In the listing below, substitute "cat's ear" for every "dog's ear" and write the listing out again with no other changes. Leave the pictures out.

[begin Task input]

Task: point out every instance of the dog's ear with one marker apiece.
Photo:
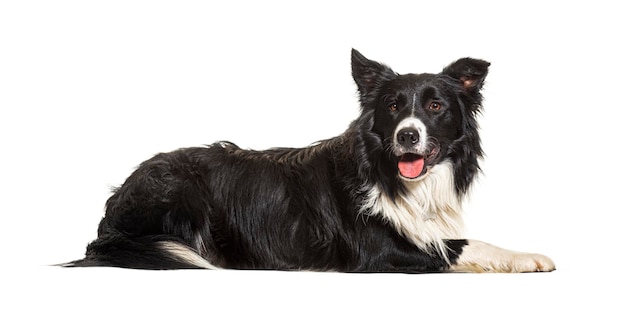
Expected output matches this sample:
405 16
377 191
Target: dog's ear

[end Task input]

Answer for the task >>
Task: point out every instance of the cat's ear with one marker apiece.
Photo:
Expected output matches this sample:
405 16
377 191
Target: cat's ear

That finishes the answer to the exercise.